Prompt →
Check each line of the entries. Copy the ones that contain the string "groom".

Provided information →
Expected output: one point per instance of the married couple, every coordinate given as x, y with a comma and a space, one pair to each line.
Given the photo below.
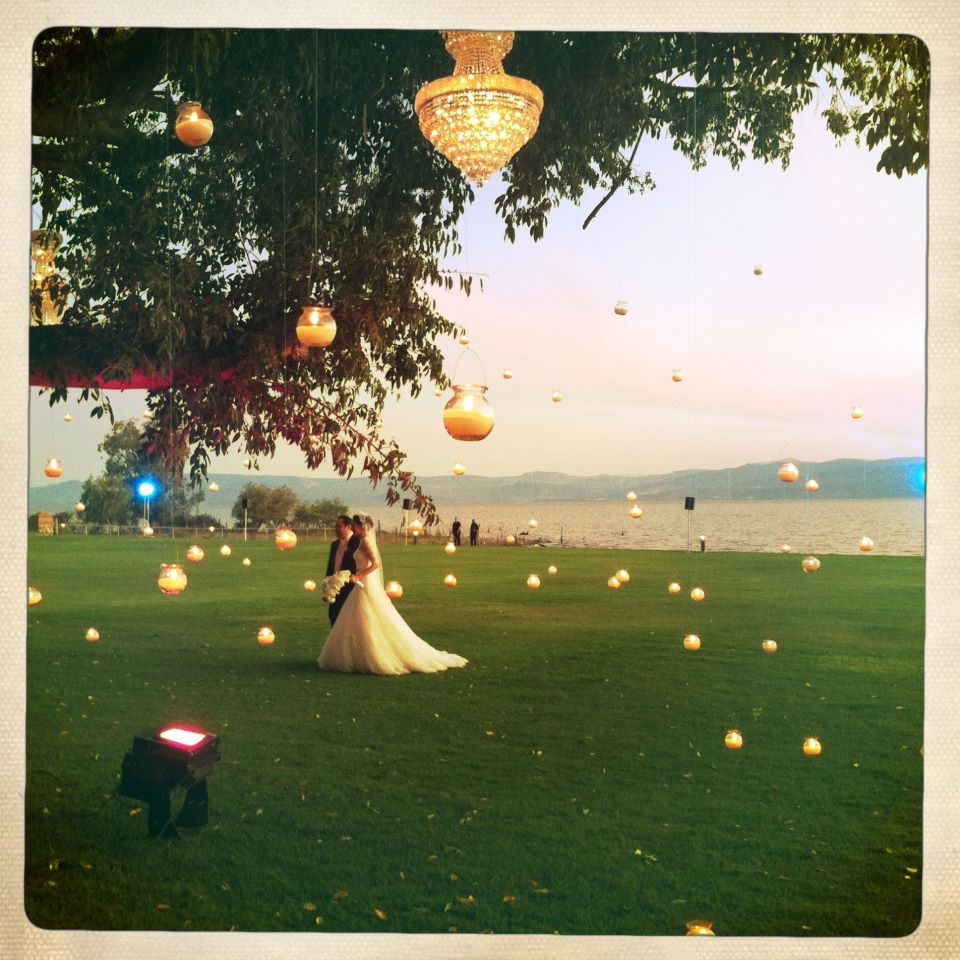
367, 634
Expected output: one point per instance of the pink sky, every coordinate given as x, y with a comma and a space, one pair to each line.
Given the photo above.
772, 364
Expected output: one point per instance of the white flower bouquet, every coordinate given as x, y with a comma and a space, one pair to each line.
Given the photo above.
334, 584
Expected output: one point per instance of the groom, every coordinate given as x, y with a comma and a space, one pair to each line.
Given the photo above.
342, 558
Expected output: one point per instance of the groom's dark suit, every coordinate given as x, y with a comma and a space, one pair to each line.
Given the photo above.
349, 562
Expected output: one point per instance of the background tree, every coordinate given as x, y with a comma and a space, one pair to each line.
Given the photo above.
269, 505
193, 264
319, 513
108, 499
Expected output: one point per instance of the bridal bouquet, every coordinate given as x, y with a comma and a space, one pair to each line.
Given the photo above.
334, 584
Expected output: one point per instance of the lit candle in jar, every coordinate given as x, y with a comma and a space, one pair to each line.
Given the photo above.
172, 579
733, 739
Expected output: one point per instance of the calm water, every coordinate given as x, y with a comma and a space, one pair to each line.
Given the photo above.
815, 526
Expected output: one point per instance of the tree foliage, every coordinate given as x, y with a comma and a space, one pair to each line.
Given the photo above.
317, 183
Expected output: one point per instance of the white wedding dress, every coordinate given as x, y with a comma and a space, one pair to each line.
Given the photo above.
370, 636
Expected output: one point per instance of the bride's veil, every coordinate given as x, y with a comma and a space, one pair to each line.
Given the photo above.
371, 539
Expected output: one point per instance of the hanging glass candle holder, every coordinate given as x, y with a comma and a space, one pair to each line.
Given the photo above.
316, 326
789, 472
193, 125
172, 579
468, 414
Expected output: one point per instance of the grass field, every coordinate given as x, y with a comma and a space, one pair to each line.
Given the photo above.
572, 778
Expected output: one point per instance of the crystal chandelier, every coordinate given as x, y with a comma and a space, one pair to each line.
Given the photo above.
480, 117
44, 245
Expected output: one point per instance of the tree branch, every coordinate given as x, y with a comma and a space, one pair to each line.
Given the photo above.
617, 185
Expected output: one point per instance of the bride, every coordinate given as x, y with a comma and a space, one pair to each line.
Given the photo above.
369, 635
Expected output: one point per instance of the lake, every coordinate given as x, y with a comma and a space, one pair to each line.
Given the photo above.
811, 526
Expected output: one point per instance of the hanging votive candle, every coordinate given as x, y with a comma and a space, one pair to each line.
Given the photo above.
193, 126
285, 538
316, 326
788, 472
394, 590
172, 579
733, 740
468, 414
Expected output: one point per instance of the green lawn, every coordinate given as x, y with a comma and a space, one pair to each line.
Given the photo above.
572, 778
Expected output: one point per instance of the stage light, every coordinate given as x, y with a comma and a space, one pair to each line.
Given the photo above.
169, 766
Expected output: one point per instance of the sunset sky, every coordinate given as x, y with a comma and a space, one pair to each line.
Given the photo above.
772, 364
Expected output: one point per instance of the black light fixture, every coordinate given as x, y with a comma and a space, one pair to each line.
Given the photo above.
166, 759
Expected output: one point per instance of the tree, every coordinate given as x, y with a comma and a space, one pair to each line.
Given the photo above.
270, 505
107, 500
319, 513
192, 265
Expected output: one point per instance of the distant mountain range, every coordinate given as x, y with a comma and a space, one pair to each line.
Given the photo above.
838, 479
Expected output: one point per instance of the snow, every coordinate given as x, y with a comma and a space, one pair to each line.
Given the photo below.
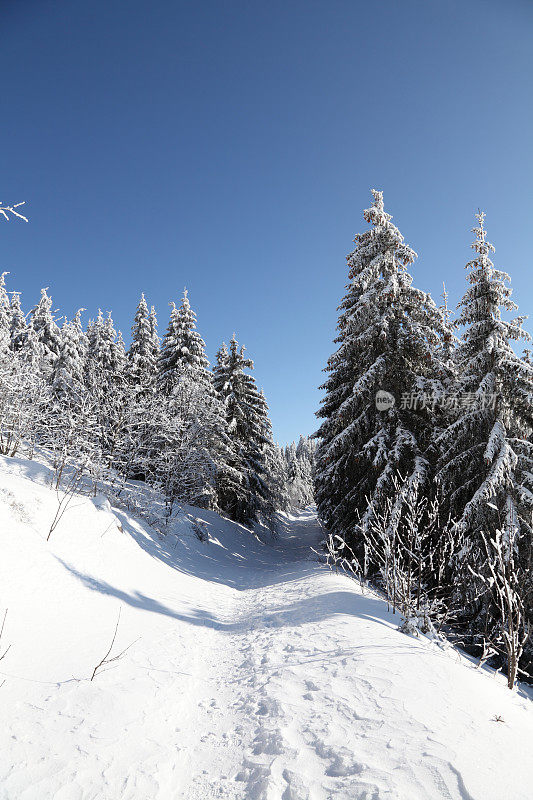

Answer to this exercise →
Expected output: one point per instance of the groom, every coordinate given as x, y with a comma and a space, one pair to each line.
Expected output: one point per instance of the groom's dark suit, every coordinate given as x, y with a comma and a space, one pair to each line.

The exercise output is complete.